*TEXT PROVIDED*.
The rapid adoption of AI tools has brought about AI fragmentation where the sheer variety of tools and their inconsistent implementation lead to challenges in quality and accuracy. One approach to addressing this issue is Retrieval Augmented Generation (RAG), which grounds AI models in reliable data sources to reduce the risk of hallucinations and improve trustworthiness.
However, while RAG offers a promising step forward, it introduces its own complexities, particularly in ensuring that responses are accurate, complete, and well-sequenced.
Does RAG actually solve hallucinations?
Being aware of the risk of “hallucinations” from foundation AI models, a common strategy is to “ground” the AI model using supplied data (the uploaded files and web links in the examples above). This approach, called “Retrieval Augmented Generation” (RAG) provides transparency about how the AI came up with its results by providing references.

*RECORDED DATA*.
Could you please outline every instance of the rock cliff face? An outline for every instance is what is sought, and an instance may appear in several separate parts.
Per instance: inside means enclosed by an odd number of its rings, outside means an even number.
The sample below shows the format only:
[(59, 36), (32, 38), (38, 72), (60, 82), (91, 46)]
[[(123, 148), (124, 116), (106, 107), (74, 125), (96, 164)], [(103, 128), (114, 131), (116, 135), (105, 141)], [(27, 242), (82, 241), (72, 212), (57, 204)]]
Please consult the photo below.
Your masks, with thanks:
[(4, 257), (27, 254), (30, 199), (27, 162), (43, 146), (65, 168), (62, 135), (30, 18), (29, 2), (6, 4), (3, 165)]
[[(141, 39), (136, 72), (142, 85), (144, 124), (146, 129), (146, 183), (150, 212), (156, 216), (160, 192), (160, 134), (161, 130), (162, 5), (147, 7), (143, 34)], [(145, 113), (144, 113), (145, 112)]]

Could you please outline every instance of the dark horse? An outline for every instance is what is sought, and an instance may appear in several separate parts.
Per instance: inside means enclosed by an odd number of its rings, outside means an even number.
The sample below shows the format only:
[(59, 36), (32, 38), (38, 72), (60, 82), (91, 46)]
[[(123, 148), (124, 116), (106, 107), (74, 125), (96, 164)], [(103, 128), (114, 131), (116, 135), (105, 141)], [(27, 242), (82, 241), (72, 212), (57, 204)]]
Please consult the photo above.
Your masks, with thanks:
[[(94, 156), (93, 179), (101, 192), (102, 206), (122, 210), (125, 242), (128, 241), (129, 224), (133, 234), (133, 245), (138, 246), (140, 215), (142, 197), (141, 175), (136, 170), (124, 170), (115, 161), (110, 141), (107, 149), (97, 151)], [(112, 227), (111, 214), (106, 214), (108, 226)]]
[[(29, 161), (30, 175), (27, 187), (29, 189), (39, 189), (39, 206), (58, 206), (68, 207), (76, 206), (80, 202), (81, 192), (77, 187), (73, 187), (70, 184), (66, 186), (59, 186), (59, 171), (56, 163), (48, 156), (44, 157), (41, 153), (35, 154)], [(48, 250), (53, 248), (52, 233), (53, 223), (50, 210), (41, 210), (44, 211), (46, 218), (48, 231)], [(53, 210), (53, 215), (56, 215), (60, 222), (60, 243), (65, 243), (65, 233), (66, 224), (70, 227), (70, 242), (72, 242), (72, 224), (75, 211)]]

...

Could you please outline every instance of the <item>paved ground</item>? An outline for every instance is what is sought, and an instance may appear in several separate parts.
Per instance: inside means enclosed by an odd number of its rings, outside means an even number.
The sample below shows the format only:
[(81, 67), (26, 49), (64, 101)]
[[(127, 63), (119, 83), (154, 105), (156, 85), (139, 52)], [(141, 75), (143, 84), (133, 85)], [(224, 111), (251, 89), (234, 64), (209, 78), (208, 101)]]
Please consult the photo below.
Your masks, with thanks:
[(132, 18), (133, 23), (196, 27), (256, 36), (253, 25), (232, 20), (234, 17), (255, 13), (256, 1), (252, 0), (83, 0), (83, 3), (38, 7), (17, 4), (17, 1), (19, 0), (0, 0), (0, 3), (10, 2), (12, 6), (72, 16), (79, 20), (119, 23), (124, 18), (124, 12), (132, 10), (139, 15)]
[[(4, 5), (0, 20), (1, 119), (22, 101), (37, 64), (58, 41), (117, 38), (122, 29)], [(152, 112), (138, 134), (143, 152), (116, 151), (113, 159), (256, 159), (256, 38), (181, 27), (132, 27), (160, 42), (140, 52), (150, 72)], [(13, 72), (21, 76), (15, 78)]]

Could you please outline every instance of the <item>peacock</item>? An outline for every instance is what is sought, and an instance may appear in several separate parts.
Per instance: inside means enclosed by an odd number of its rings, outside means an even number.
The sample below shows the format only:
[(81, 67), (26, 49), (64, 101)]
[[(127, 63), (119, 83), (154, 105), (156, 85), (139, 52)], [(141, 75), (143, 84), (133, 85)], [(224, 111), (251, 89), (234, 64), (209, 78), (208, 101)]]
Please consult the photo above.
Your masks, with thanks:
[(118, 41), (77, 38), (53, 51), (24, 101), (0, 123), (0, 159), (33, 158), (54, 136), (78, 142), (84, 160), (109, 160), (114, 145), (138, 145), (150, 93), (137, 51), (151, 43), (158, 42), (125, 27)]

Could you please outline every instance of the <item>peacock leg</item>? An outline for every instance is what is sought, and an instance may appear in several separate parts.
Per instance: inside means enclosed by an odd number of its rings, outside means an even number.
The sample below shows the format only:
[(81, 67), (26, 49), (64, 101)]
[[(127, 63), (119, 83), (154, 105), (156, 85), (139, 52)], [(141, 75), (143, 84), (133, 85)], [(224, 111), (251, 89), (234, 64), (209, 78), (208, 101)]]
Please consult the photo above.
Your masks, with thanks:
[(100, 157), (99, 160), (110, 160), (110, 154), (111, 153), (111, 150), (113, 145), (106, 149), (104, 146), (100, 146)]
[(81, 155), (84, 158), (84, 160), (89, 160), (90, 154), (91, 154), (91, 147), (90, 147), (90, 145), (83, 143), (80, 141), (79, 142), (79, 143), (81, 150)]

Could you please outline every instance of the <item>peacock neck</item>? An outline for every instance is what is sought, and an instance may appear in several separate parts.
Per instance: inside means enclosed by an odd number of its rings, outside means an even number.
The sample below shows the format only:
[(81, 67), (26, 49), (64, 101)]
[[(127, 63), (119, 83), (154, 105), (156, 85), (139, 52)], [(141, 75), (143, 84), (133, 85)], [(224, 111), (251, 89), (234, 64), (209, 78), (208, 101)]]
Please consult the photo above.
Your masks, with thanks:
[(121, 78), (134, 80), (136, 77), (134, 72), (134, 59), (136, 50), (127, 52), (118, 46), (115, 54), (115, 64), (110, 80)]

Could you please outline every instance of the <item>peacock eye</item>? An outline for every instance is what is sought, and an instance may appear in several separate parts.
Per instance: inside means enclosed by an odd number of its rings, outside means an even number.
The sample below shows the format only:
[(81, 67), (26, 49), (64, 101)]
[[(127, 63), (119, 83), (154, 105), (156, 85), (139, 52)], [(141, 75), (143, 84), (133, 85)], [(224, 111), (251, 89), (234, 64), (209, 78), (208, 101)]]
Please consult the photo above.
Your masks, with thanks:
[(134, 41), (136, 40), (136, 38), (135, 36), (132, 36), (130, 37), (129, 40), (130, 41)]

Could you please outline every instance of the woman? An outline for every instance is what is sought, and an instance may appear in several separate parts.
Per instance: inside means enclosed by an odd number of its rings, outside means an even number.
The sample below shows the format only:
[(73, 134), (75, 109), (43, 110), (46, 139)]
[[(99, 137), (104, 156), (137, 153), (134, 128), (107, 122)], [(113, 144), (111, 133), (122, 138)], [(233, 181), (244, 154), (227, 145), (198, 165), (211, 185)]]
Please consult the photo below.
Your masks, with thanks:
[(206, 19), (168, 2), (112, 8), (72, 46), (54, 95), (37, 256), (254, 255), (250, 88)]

*REQUIREMENT A*.
In the text on AI fragmentation and RAG, what does RAG provide through its references?
*REQUIREMENT B*.
Write the next part of the text on AI fragmentation and RAG, picking up after its final sentence.
The records come from a different source than the text.

*EXPECTED OUTPUT A*.
Transparency about how the AI came up with its results.

*EXPECTED OUTPUT B*.
By providing a level of transparency, RAG helps users build trust in AI responses . The answers not only look and sound credible but also include reference links back to the source. However, this trust can be misplaced. Just because an answer sounds credible, and has a link to a source, doesn’t mean the answer is the best possible (most accurate) answer to the question at hand.
Another key issue is the sequencing or completeness of the provided response. Most basic RAG implementations use a technique call semantic search, where the AI model is used to encode the question into a format called a vector, which can be used to find blocks of text with a similar meaning using a nearest neighbour search algorithm. This powerful technique moves way past traditional keyword or fuzzy matching, enabling use cases such as multi-lingual search across the same set of content. However, it doesn’t provide any guidance on how search results relate to each other, which can cause key steps in “How do I…” questions to be missed or returned out of order.
Working with tables
Another area where AI question-answering accuracy varies greatly is when structured information is deeply embedded in documents or content – for example, when answers depend on tables or figures in a complex report.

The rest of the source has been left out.